[start Excerpted passage]
# Huntington Kennel Club



## CathyB (Mar 10, 2007)

Just wanted to let everyone know if you are close to the Hunington WV. on July 7 and 8th there are 9 Maltese entered. It should be a great time with Fabulous dogs to enjoy, Stop by and say hello, I will post show time and ring numbe updates when I get them.


----------



## Edwinna (Apr 21, 2006)

*Yes! Please post the info. I have been trying to find but had no luck. I am planning on going - that is, if my daughter doens not make that the weekend to bring "Mr. Wonderful" for the family to meet. Even so, if the times are right, I may just sneak off anyway and go. Do you know who will be showing (Malts, of course)?*

*Thanks!!!!*


----------



## CathyB (Mar 10, 2007)

I should have the info in the next few days I will sure post it..


----------



## starry (Sep 4, 2006)

Too far for me.
Are you showing? Good luck in case.








I will be anxious to hear and see how it goes.


----------



## CathyB (Mar 10, 2007)

Oh yes







I will be in there with the little boy in my Avatar as will Amber (Ma-Lo Maltese) Julie Darrow (Sandstone Maltese) Dian Lynch (MiDis Maltese) And a few others who I am not sure of their Kennel names







I'm sorry you will not be able to make it we will post the results.. We have several shows on our plate this season maybe we will get close enough you can come visit.. We snagged Lynnecpa into helping out







I must say she was a God Send!!


----------



## hambys97 (Feb 25, 2005)

How exciting! This is in my backyard. Where is the show going to be at? I can't wait for more details...


----------



## bellaratamaltese (May 24, 2006)

wahhhh, I'm not going to be there. But I'll be there the next time you guys show, with my Ca-razy Caira.


----------



## CathyB (Mar 10, 2007)

> How exciting! This is in my backyard. Where is the show going to be at? I can't wait for more details...
> 
> 
> 
> ...


Hamby the Show Location:Veterans Memorial Field House, 5th Avenue & 20th Street,Huntington, WV 25703 
We would love to see any Malteses pectators there..


----------



## CathyB (Mar 10, 2007)

P.S. Stacy I love your and Angie's siggy pictures


----------
[end Excerpted passage]
**Short exercise a:**
Decide whether each statement below agrees with the Huntington Kennel Club thread. Answer yes or no for each, and quote the words from the thread that settle it.
(i) Nine Maltese are entered in the show.
(ii) starry plans to attend the show.
(iii) The show is set for July 7 and 8th.
[start Data shown]
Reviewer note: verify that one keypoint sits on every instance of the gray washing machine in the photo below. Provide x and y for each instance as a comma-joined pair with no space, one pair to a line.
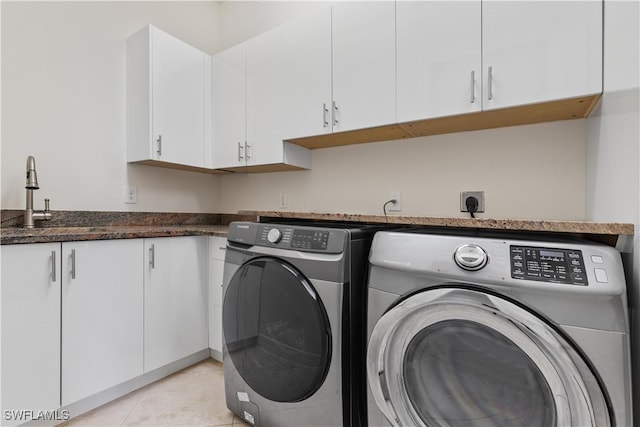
496,330
294,323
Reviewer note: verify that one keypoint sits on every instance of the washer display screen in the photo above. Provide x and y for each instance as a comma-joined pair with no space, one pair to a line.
548,265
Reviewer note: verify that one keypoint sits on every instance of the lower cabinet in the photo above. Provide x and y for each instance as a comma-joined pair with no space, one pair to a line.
102,320
78,318
175,299
30,333
217,248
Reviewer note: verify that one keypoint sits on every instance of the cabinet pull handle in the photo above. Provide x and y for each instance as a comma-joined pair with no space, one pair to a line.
152,256
325,111
53,266
159,151
240,152
73,263
473,86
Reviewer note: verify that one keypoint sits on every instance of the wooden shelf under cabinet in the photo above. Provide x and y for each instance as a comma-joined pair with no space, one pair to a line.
565,109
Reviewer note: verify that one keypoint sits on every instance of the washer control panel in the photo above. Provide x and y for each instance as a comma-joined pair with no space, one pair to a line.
308,239
548,265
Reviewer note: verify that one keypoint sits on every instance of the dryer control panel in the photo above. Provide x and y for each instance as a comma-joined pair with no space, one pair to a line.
548,265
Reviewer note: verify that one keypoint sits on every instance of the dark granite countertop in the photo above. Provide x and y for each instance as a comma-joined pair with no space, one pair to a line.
16,235
618,235
80,225
67,226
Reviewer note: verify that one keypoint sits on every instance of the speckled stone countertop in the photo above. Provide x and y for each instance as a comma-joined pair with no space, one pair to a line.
619,235
67,226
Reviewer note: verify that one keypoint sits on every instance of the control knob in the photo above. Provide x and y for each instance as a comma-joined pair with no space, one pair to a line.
470,257
274,235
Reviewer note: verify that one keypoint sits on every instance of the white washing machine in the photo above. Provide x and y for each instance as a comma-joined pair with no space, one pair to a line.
496,330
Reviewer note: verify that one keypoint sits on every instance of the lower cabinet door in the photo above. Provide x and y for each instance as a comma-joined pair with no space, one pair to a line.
175,299
30,371
102,316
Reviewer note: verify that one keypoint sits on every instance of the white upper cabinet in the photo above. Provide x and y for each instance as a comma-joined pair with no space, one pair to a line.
30,377
263,71
248,108
229,108
168,100
306,75
438,58
364,67
538,51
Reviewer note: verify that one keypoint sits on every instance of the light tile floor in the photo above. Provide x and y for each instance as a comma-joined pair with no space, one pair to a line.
193,397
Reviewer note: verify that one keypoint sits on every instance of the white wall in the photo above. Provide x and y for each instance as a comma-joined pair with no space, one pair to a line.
63,101
613,155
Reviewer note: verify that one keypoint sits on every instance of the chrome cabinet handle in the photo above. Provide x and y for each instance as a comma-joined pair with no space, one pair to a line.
325,111
152,256
53,266
73,263
240,157
473,86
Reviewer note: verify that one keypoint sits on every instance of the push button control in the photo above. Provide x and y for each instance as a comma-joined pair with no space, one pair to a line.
601,275
470,257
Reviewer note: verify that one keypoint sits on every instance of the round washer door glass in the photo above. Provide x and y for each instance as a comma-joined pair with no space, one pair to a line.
462,370
462,357
276,330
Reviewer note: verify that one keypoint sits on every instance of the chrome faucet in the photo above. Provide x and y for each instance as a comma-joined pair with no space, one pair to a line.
31,216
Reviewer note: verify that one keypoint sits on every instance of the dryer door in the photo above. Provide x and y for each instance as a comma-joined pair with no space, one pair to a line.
276,330
461,357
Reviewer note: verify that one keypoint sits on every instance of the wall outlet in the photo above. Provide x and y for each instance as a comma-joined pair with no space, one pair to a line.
466,194
130,194
397,206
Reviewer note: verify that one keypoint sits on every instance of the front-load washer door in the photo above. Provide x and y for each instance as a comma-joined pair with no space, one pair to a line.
276,330
463,357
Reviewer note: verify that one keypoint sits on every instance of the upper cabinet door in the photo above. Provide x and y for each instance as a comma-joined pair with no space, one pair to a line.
168,100
229,108
306,75
536,51
364,71
438,58
263,56
178,75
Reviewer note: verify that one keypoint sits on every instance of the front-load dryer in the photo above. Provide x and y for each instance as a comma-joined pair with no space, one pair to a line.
496,330
294,323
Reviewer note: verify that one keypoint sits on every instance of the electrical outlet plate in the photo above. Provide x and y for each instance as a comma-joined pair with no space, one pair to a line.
130,194
397,206
477,194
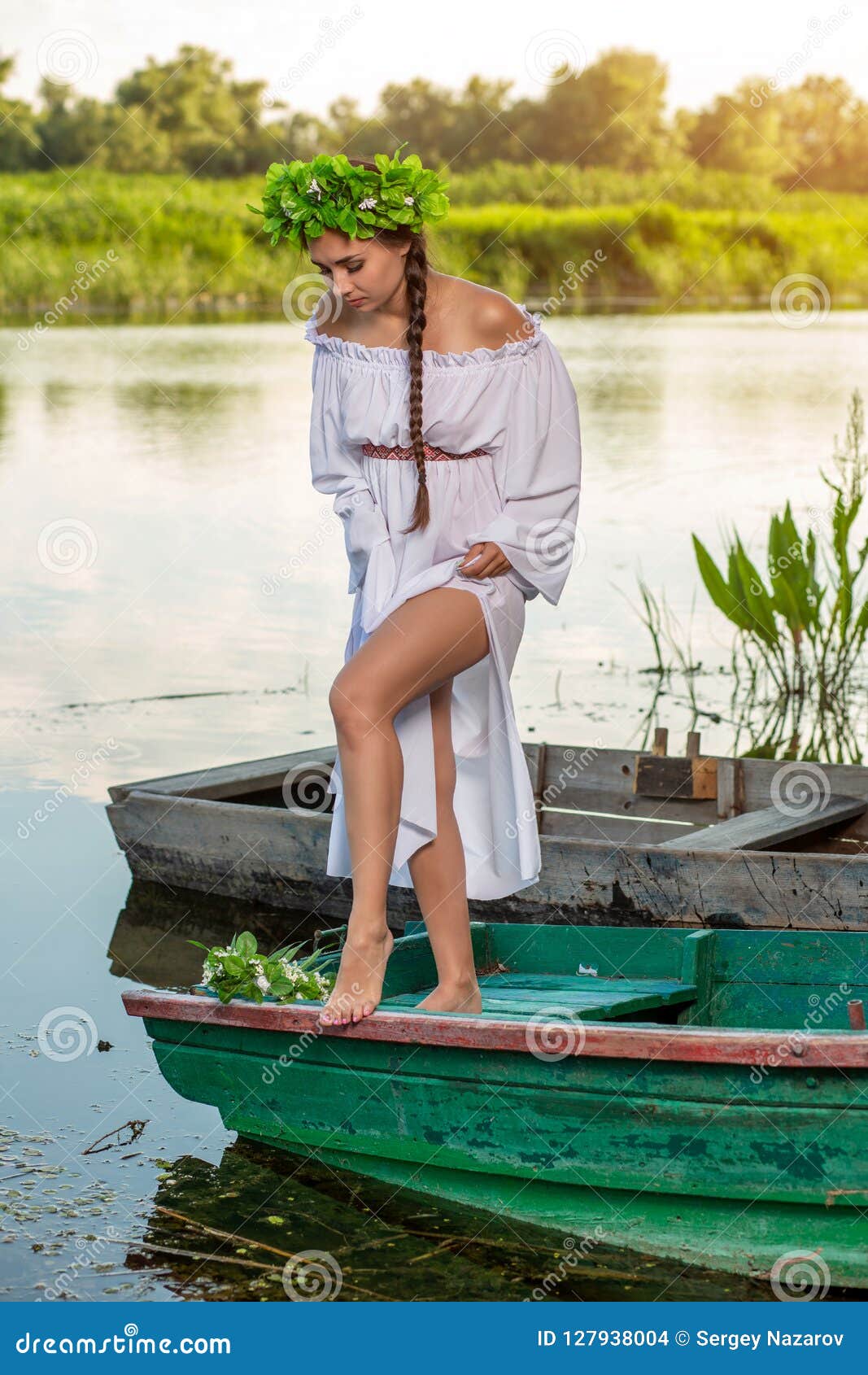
[end Data shown]
**Short exercise b:**
Return every line from the entries above that contains the string "control".

**Exercise answer a:**
(i) Yes: "there are 9 Maltese entered"
(ii) No: "Too far for me."
(iii) Yes: "on July 7 and 8th"

**Exercise answer b:**
Reviewer note: verify that one keypoint sits on every instance of the washer control panel in the photo above. Provide x and y for each instance as a comma-joined pair with no space, one pair to a line.
Reviewer note: verify that one keypoint sits on every instance of the dryer control panel in the photo above. Provide x and y for each instance as a comma-joined pair with no space, one pair to a line.
Reviewer note: verify that one keypoint sits on every instance of the control knob in the photo above. Provide x and y for each instance as a comma-joined pair with no space, one pair to a line.
Reviewer note: verify that one keypoint sits on every instance of the push button control in the photo above. Provide x and y for each instance as a comma-joined pair with no space, one pair to a line.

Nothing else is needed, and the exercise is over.